* What the task asks
Continue the post below about being asked why the writer claims to have PTSD, picking up right after its last line.

[Page excerpt Boundary: Start]

This post includes references to flashbacks, and how I experience them. I am finding writing therapeutic again, but reading what I write may not necessarily be so helpful, so please take care.
At least once a week, on or offline, someone will ask me why I ‘claim’ to have PTSD, since I have not served in the armed forces.
To start with, the question bugged me: we live in a society that deems people ‘scroungers’ for the least sign of ‘weakness’. The assumption in the first instance, systemically, is to disbelieve. If you own up to a disability, its because you want a way out of work. In an of itself, that’s a brutalising system under which to live, so on first glance, accusations of lying because you haven’t been on a battlefield, a battleship or war plane, is just another form of disbelief.
What really rankled, however, was the sexism, misogyny and homophobia behind the question.
I am perfectly capable of taking a step back from my anger and seeing the moving parts of the bigotry: sexism, misogyny, homophobia and abelism are all present and correct; but I have also noticed that the men who accost me with the question (and its been exclusively white men so far), have never themselves served in the armed forces either.
Not a one of them.

[Page excerpt Boundary: End]
[Records Boundary: Start]

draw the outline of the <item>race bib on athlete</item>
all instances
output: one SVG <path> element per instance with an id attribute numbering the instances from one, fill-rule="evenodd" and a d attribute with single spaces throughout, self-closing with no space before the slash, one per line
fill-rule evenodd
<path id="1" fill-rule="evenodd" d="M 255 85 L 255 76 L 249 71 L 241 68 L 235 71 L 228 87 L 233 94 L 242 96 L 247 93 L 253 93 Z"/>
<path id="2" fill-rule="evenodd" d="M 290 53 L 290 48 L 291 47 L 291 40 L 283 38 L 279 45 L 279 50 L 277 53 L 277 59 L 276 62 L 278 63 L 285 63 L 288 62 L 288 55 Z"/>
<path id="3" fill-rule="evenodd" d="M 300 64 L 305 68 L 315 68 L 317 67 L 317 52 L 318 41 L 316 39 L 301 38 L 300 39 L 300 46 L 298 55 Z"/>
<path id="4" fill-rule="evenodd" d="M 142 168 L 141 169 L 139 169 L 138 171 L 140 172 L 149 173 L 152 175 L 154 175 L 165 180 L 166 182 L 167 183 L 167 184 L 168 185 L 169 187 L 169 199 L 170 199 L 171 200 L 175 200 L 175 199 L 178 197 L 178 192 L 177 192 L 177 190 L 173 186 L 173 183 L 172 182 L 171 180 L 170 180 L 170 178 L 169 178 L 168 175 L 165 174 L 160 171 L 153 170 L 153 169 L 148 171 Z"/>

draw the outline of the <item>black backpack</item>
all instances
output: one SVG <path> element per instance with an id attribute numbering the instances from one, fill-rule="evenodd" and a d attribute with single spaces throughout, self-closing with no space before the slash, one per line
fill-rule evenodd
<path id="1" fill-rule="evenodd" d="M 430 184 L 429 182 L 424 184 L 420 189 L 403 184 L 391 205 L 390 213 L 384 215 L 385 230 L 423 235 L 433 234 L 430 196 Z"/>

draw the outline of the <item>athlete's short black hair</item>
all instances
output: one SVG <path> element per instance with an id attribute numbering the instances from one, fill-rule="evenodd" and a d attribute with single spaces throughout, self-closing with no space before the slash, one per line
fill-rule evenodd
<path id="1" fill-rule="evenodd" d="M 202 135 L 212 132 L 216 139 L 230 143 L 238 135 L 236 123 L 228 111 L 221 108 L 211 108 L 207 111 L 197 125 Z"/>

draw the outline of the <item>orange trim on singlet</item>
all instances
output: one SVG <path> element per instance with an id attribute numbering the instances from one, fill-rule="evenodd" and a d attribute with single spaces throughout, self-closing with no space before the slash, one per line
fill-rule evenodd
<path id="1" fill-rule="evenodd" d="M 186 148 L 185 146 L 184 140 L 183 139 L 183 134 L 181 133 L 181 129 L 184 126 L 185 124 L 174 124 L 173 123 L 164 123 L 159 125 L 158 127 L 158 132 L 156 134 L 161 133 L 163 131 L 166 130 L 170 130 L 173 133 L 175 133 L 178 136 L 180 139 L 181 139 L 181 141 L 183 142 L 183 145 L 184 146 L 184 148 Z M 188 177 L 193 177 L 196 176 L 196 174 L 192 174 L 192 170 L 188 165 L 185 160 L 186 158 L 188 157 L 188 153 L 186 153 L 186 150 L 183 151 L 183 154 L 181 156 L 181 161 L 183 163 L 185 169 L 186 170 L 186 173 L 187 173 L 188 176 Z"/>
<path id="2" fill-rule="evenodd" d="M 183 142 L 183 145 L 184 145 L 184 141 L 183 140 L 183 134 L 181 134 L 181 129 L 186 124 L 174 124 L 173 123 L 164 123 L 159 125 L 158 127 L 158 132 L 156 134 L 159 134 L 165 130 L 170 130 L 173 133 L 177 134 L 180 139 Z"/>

[Records Boundary: End]

* Solved exercise
In the grand scheme of things, fools who will not stop and think before speaking are merely an annoyance. There are days when all the various forms of bigotry that are encountered when you live in a body that is not so valuable, do sometimes pile up. At times like that it is important to see something as clearly as possible, lest your vision get so narrow that you fail to acknowledge some of the many other burdens to which you are not subject.
This condition to which I am subject – with its various attendant symptoms – is not something I need to justify, in either its cause or effect. I will – in the right context – share about how some of those symptoms manifest and how they impact. Flashbacks, for example, are a full body experience and not simply something in my head: the trauma’s (and that is the right word) did not occur on a literal battlefield, but the impact on the pysche and body was still very real. When your whole self finds itself jerked back in to that trauma, repeatedly, that is not the result of ‘weakness’.
We live in flesh and blood bodies, imperfect ones that are not built to withstand the kind of violence to which we subject each other when groups of people (and so often those people are white), try to assert dominance over another group of people because they do not meet with some ideological dogma about what a body should look like.
When your identity does not match that dogmatic ideal, that identity is suspect and subject to erasure. Where those who assume I am lying about PTSD do so ‘because I haven’t served in the armed forces’, it is not ignorance of the impact of violence that drives the question. Were that the case, then they would instantly recognise refugees (so often escaping the actual battlefields they claim to be the only place one can be exposed to something which would cause such a condition) as being traumatised people.
But refugees are often not white, and certainly not Western or Christian enough to be deemed worthy of such humanity.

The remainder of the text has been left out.